→ **WORK TO COMPLETE**
Identify each line in the records below that contains the string "background" and copy those lines.
-- START OF LISTED ENTRIES --
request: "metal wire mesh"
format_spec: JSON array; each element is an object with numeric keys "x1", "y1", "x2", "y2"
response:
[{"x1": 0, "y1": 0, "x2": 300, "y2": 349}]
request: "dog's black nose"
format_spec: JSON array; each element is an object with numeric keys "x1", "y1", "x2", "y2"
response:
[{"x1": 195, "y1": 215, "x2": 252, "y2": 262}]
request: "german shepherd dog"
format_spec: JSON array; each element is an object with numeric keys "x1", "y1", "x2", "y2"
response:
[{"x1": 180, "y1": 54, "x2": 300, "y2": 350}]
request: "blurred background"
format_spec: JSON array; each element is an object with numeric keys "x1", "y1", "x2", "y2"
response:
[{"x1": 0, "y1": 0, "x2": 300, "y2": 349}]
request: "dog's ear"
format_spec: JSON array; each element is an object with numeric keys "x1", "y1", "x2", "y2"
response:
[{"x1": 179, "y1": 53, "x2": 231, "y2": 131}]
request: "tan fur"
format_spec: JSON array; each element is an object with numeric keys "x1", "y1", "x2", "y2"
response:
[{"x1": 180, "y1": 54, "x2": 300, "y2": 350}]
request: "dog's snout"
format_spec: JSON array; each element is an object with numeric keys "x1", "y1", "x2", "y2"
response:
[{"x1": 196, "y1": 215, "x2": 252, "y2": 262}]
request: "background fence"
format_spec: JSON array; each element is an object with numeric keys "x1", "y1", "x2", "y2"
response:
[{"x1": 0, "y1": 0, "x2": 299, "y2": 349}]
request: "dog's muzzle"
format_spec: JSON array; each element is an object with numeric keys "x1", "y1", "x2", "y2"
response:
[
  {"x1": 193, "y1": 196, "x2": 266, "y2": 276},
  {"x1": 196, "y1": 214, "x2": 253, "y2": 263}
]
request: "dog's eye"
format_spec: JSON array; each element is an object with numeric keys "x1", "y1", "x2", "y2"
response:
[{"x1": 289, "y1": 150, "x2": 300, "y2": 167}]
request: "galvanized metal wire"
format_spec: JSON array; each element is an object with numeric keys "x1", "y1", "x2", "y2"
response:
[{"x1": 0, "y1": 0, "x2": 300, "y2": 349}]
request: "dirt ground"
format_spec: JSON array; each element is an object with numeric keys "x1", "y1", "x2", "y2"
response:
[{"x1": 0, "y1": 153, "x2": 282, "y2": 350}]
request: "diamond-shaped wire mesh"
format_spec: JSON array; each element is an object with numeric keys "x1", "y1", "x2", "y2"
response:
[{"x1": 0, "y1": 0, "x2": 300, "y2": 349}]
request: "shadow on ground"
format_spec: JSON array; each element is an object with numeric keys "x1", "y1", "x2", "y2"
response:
-- END OF LISTED ENTRIES --
→ **SOLUTION FOR THIS EXERCISE**
request: "blurred background"
request: "background fence"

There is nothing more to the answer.